### WHAT THE TASK ASKS
Show each line in the listing below that contains the string "target", copying those lines unchanged.

### RECORDS PROVIDED
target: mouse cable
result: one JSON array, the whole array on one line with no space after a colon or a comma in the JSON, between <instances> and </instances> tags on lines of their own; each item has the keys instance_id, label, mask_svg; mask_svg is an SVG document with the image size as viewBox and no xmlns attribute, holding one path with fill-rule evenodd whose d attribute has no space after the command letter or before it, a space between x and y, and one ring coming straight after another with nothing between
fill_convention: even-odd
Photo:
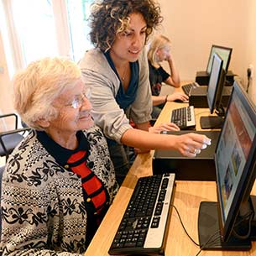
<instances>
[{"instance_id":1,"label":"mouse cable","mask_svg":"<svg viewBox=\"0 0 256 256\"><path fill-rule=\"evenodd\" d=\"M181 220L181 217L180 217L180 213L179 213L179 211L178 211L178 209L176 208L176 206L175 206L175 205L170 205L170 206L171 206L172 207L174 207L175 210L176 211L177 215L178 215L178 217L179 217L179 220L180 220L180 224L181 224L181 226L182 226L182 227L183 227L185 232L186 233L186 235L189 237L189 238L190 238L196 246L199 246L199 243L197 243L190 236L190 234L187 232L187 231L186 231L186 229L185 229L185 226L184 226L184 224L183 224L183 222L182 222L182 220Z\"/></svg>"}]
</instances>

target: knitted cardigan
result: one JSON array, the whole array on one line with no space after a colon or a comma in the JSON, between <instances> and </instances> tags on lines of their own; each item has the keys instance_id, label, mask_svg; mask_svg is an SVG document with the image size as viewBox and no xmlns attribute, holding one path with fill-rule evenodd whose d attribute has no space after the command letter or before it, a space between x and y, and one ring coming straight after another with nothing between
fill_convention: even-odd
<instances>
[{"instance_id":1,"label":"knitted cardigan","mask_svg":"<svg viewBox=\"0 0 256 256\"><path fill-rule=\"evenodd\" d=\"M111 203L118 189L102 131L84 131L87 165L102 181ZM3 176L3 255L81 255L86 241L86 208L81 180L60 166L32 131L9 156Z\"/></svg>"}]
</instances>

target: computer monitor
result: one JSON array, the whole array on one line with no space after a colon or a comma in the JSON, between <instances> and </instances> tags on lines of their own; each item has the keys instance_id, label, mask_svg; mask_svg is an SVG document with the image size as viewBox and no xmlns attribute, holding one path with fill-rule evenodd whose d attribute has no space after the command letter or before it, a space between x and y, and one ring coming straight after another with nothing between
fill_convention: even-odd
<instances>
[{"instance_id":1,"label":"computer monitor","mask_svg":"<svg viewBox=\"0 0 256 256\"><path fill-rule=\"evenodd\" d=\"M223 70L223 60L217 53L213 55L212 69L207 87L207 103L211 114L217 110L219 116L201 117L200 124L201 128L219 128L223 123L223 109L222 105L222 95L225 82L225 71Z\"/></svg>"},{"instance_id":2,"label":"computer monitor","mask_svg":"<svg viewBox=\"0 0 256 256\"><path fill-rule=\"evenodd\" d=\"M215 149L217 202L202 201L198 233L203 249L248 250L256 238L256 107L234 82Z\"/></svg>"},{"instance_id":3,"label":"computer monitor","mask_svg":"<svg viewBox=\"0 0 256 256\"><path fill-rule=\"evenodd\" d=\"M222 59L223 69L225 70L226 72L227 72L227 69L231 59L232 50L232 49L229 47L212 44L208 60L206 72L209 75L211 74L212 63L213 63L213 55L215 53L217 53L220 55L220 57Z\"/></svg>"}]
</instances>

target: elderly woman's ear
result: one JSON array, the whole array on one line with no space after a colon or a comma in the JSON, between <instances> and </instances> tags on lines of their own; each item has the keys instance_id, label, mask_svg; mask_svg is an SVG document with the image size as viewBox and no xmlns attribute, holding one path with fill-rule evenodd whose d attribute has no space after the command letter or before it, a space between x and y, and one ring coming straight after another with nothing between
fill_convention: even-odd
<instances>
[{"instance_id":1,"label":"elderly woman's ear","mask_svg":"<svg viewBox=\"0 0 256 256\"><path fill-rule=\"evenodd\" d=\"M40 118L37 120L36 123L43 128L46 128L50 126L50 122L44 118Z\"/></svg>"}]
</instances>

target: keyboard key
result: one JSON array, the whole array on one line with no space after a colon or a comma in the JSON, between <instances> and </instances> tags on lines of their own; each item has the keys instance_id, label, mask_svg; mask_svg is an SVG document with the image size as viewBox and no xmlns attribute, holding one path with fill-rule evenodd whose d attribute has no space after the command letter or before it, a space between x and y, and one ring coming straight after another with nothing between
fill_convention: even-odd
<instances>
[{"instance_id":1,"label":"keyboard key","mask_svg":"<svg viewBox=\"0 0 256 256\"><path fill-rule=\"evenodd\" d=\"M165 237L165 228L173 199L175 175L139 178L123 213L109 254L158 254Z\"/></svg>"}]
</instances>

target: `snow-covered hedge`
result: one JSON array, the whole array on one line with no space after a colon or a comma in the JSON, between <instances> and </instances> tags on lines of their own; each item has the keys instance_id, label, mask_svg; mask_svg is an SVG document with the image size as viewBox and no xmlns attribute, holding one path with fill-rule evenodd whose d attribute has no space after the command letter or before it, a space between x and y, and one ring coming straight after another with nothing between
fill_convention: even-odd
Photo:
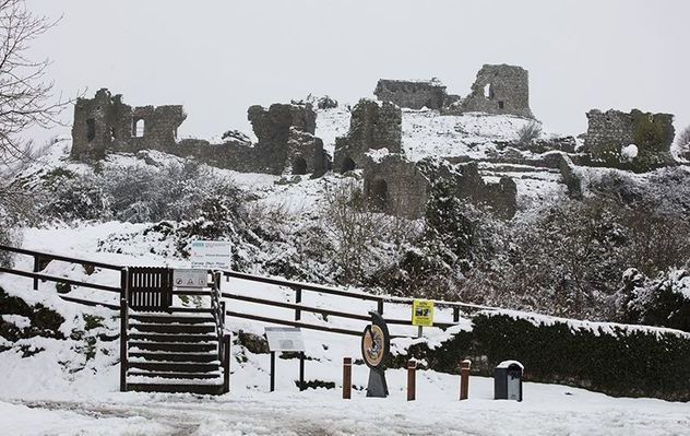
<instances>
[{"instance_id":1,"label":"snow-covered hedge","mask_svg":"<svg viewBox=\"0 0 690 436\"><path fill-rule=\"evenodd\" d=\"M473 374L491 376L504 360L525 366L525 379L558 382L622 397L690 400L690 334L658 328L578 322L519 313L478 313L472 331L439 346L416 343L409 357L457 373L468 357Z\"/></svg>"}]
</instances>

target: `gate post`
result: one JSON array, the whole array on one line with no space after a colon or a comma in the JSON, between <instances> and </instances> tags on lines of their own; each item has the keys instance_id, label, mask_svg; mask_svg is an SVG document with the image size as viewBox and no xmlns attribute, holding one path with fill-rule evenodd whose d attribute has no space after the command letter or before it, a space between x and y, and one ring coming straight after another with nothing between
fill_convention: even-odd
<instances>
[{"instance_id":1,"label":"gate post","mask_svg":"<svg viewBox=\"0 0 690 436\"><path fill-rule=\"evenodd\" d=\"M417 361L407 362L407 401L417 398Z\"/></svg>"},{"instance_id":2,"label":"gate post","mask_svg":"<svg viewBox=\"0 0 690 436\"><path fill-rule=\"evenodd\" d=\"M127 392L127 341L129 330L129 269L126 267L120 271L120 392Z\"/></svg>"},{"instance_id":3,"label":"gate post","mask_svg":"<svg viewBox=\"0 0 690 436\"><path fill-rule=\"evenodd\" d=\"M353 392L353 358L343 357L343 400L349 400Z\"/></svg>"},{"instance_id":4,"label":"gate post","mask_svg":"<svg viewBox=\"0 0 690 436\"><path fill-rule=\"evenodd\" d=\"M460 363L460 399L466 400L469 396L469 365L472 362L465 358Z\"/></svg>"}]
</instances>

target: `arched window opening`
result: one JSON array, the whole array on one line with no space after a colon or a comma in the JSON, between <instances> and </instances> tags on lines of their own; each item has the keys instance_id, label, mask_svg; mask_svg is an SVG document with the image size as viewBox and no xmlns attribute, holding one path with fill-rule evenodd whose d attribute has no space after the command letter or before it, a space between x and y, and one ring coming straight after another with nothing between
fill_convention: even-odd
<instances>
[{"instance_id":1,"label":"arched window opening","mask_svg":"<svg viewBox=\"0 0 690 436\"><path fill-rule=\"evenodd\" d=\"M305 161L304 157L297 157L295 158L295 161L293 161L293 174L307 174L307 161Z\"/></svg>"},{"instance_id":2,"label":"arched window opening","mask_svg":"<svg viewBox=\"0 0 690 436\"><path fill-rule=\"evenodd\" d=\"M385 212L388 210L388 184L385 180L378 179L371 184L369 191L369 200L371 209L377 212Z\"/></svg>"},{"instance_id":3,"label":"arched window opening","mask_svg":"<svg viewBox=\"0 0 690 436\"><path fill-rule=\"evenodd\" d=\"M144 135L144 120L143 119L138 119L134 121L134 125L132 126L132 135L134 138L141 138Z\"/></svg>"},{"instance_id":4,"label":"arched window opening","mask_svg":"<svg viewBox=\"0 0 690 436\"><path fill-rule=\"evenodd\" d=\"M86 120L86 140L88 142L96 139L96 120L93 118L88 118Z\"/></svg>"},{"instance_id":5,"label":"arched window opening","mask_svg":"<svg viewBox=\"0 0 690 436\"><path fill-rule=\"evenodd\" d=\"M355 161L353 161L349 156L343 160L343 164L341 165L341 173L352 172L355 169L357 165L355 165Z\"/></svg>"}]
</instances>

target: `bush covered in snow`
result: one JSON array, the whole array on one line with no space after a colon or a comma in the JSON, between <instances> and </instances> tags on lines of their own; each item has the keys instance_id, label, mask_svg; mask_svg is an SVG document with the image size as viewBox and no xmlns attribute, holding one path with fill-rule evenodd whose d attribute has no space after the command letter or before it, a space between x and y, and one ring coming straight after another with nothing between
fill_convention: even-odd
<instances>
[{"instance_id":1,"label":"bush covered in snow","mask_svg":"<svg viewBox=\"0 0 690 436\"><path fill-rule=\"evenodd\" d=\"M690 400L690 337L680 332L622 325L572 323L524 314L479 313L472 331L445 342L409 345L394 358L455 373L464 358L473 374L490 377L496 365L518 360L528 381L558 382L612 396Z\"/></svg>"}]
</instances>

### TASK OUTPUT
target: mouse cable
target: knitted cardigan
target: computer monitor
target: elderly woman's ear
target: keyboard key
target: `snow-covered hedge`
target: `gate post`
target: `arched window opening`
target: `bush covered in snow`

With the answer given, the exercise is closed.